*Directive*
In the forum thread on choosing a FreeBSD architecture for the Xeon E5620, what does mk say EM64T stands for?

*Text to read*
··········
# what  freebsd version architecture need to install  for Intel Xeon E5620



## munir (Nov 6, 2010)

Hi


I plan to install freebsd 8.1 at new server Intel(R) Xeon(R) Quadcore CPU E5620 @ 2.40GHz  x 2 Processor.

what i know this processor is 64 Bit Cpus

i dont know what architecture to choose.please suggest me,what the version need to download.

ftp://ftp1.freebsd.org/pub/FreeBSD/

ISO-IMAGES-alpha
ISO-IMAGES-amd64
 ISO-IMAGES-i386
 ISO-IMAGES-ia64
 ISO-IMAGES-pc98
 ISO-IMAGES-powerpc
 ISO-IMAGES-sparc64​


----------



## mk (Nov 6, 2010)

amd64, ia64 is for itanium cpu.


----------



## munir (Nov 6, 2010)

mk said:
			
		

> amd64, ia64 is for itanium cpu.



amd64 iknow but for Intel 64bit ?

ia64 what i know this new architecture for high end server model HP.

so for Intel E5620 ?


----------



## graudeejs (Nov 6, 2010)

amd64 is just name of 64bit arch. It is for both Intel EM64T and AMD64.
The name amd64 is because, AMD was first in 64bit field for common x86


----------



## munir (Nov 6, 2010)

killasmurf86 said:
			
		

> amd64 is just name of 64bit arch. It is for bough Intel IA-64 and AMD64.
> The name amd64 is because, AMD was first in 64bit field for common x86



so E5620 can install with ISO-IMAGES-amd64 ?


----------



## graudeejs (Nov 6, 2010)

Yes, that's what I said (you can install FreeBSD amd64 on your PC with E5620)


----------



## mk (Nov 6, 2010)

killasmurf86 said:
			
		

> Intel IA-64



This my friend is Intel Itanium architecture.

AMD(the company) introduce first (aka before Intel) 64bit.
Intel response with EM64T - Extended Memory 64 Technology.


----------



## graudeejs (Nov 6, 2010)

mk said:
			
		

> This my friend is Intel Itanium architecture.
> 
> AMD(the company) introduce first (aka before Intel) 64bit.
> Intel response with EM64T - Extended Memory 64 Technology.



crap, you're right.... it thought it had to be something with E.... 
Thanks for correcting me


----------



## munir (Nov 6, 2010)

killasmurf86 said:
			
		

> Yes, that's what I said (you can install FreeBSD amd64 on your PC with E5620)



huuh...are you sure ?

why freebsd not make 64bit for intel ? just have amd64 only ..


----------



## mk (Nov 6, 2010)

Download amd64 iso - burn,boot,install,run. Be happy!


----------



## graudeejs (Nov 6, 2010)

That's just a name..... listen to mk


----------



## phoenix (Nov 6, 2010)

Intel released a brand-new 64-bit CPU architecture called IA64, using the Itanium CPU.  This is not related to x86 in any way, shape, or form.  Intel wanted everyone to buy all new systems with Itaniums CPUs and move away from x86 completely.

Then AMD released 64-bit extensions to x86, which they named "amd64".  This became very popular, as people could migrate to it without losing backward compatibility with their 32-bit x86 investments.  This totally caught Intel off-guard.
··········
*Records supplied*
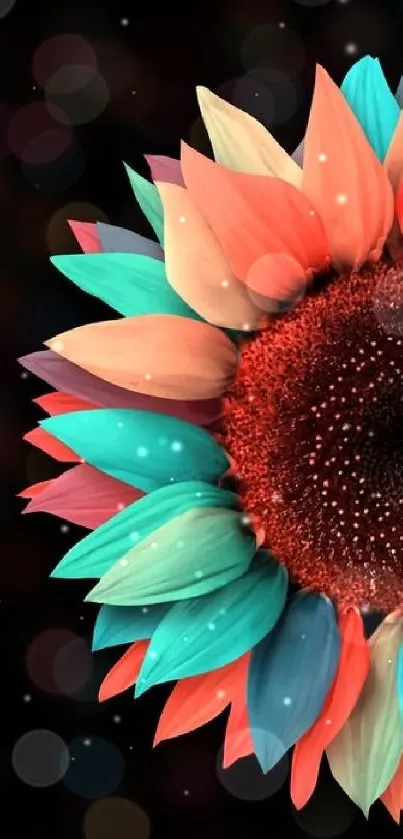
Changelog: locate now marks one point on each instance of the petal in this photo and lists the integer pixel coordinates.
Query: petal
(141, 449)
(252, 215)
(118, 240)
(98, 552)
(83, 496)
(365, 754)
(124, 673)
(240, 142)
(130, 283)
(165, 169)
(211, 631)
(290, 674)
(86, 235)
(148, 201)
(196, 553)
(207, 284)
(196, 701)
(117, 625)
(159, 355)
(372, 102)
(62, 403)
(44, 441)
(62, 374)
(343, 178)
(340, 701)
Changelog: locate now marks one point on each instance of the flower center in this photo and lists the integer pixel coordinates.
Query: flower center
(314, 423)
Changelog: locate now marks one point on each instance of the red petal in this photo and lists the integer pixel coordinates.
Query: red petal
(84, 496)
(124, 673)
(48, 444)
(86, 235)
(341, 699)
(62, 403)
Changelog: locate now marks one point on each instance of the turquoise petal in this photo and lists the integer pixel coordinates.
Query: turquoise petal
(122, 625)
(149, 201)
(290, 674)
(130, 283)
(196, 553)
(370, 98)
(206, 633)
(98, 551)
(140, 448)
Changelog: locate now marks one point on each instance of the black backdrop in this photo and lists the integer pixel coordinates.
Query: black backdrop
(142, 101)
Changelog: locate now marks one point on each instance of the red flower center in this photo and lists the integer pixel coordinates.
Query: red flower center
(314, 423)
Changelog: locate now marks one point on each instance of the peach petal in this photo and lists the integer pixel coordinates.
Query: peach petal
(159, 355)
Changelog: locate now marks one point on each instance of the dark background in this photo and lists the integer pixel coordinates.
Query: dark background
(261, 56)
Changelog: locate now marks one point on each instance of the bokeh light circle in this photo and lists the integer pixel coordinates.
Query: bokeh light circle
(96, 767)
(245, 780)
(40, 758)
(116, 817)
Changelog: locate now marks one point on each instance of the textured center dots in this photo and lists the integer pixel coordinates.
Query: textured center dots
(315, 425)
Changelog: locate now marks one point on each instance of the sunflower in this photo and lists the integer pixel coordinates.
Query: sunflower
(238, 438)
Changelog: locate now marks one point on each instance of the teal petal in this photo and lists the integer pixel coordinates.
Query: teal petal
(196, 553)
(370, 98)
(206, 633)
(130, 283)
(140, 448)
(149, 201)
(117, 625)
(97, 552)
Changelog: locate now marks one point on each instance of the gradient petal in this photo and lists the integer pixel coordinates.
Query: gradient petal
(141, 449)
(83, 496)
(97, 552)
(290, 674)
(340, 701)
(196, 553)
(159, 355)
(240, 142)
(344, 179)
(197, 268)
(211, 631)
(365, 754)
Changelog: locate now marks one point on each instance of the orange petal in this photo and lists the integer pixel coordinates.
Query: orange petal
(197, 268)
(160, 355)
(124, 673)
(253, 215)
(43, 440)
(62, 403)
(344, 179)
(341, 699)
(392, 798)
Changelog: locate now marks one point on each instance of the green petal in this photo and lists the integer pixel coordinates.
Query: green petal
(97, 552)
(208, 632)
(149, 201)
(130, 283)
(364, 756)
(195, 553)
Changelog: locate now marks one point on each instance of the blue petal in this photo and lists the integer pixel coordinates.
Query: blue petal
(140, 448)
(369, 96)
(130, 283)
(97, 552)
(120, 240)
(290, 674)
(124, 624)
(200, 635)
(149, 201)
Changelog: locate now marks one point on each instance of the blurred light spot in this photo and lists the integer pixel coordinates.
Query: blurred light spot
(40, 758)
(35, 136)
(97, 769)
(59, 52)
(114, 817)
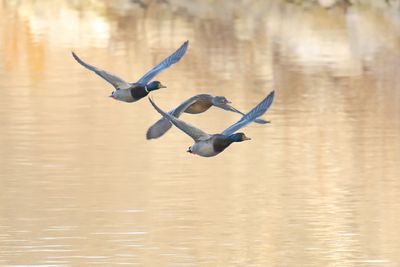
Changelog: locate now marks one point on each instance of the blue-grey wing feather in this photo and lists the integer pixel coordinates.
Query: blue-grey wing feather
(160, 127)
(190, 130)
(172, 59)
(256, 112)
(117, 82)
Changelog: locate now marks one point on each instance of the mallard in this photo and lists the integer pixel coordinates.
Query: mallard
(198, 104)
(209, 145)
(131, 92)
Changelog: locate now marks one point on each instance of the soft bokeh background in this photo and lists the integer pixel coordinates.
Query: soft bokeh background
(320, 186)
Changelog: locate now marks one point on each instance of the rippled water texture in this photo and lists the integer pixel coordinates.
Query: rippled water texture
(80, 185)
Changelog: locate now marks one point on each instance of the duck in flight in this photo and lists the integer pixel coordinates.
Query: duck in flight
(194, 105)
(131, 92)
(209, 145)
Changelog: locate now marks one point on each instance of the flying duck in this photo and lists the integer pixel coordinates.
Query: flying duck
(194, 105)
(131, 92)
(209, 145)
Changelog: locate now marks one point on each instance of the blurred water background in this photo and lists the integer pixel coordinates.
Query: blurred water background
(319, 186)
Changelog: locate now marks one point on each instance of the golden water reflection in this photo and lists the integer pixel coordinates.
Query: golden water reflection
(80, 186)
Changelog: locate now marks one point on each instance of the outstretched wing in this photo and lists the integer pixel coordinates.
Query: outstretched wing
(117, 82)
(166, 63)
(232, 109)
(159, 128)
(190, 130)
(256, 112)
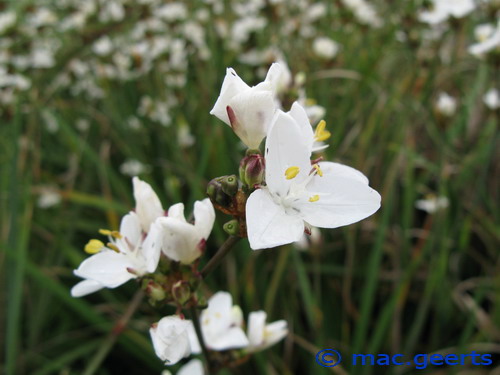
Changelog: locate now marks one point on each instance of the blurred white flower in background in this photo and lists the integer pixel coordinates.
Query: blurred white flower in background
(492, 99)
(262, 335)
(325, 48)
(442, 10)
(221, 325)
(170, 339)
(432, 204)
(446, 105)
··········
*Response to this exercise*
Extended Memory 64 Technology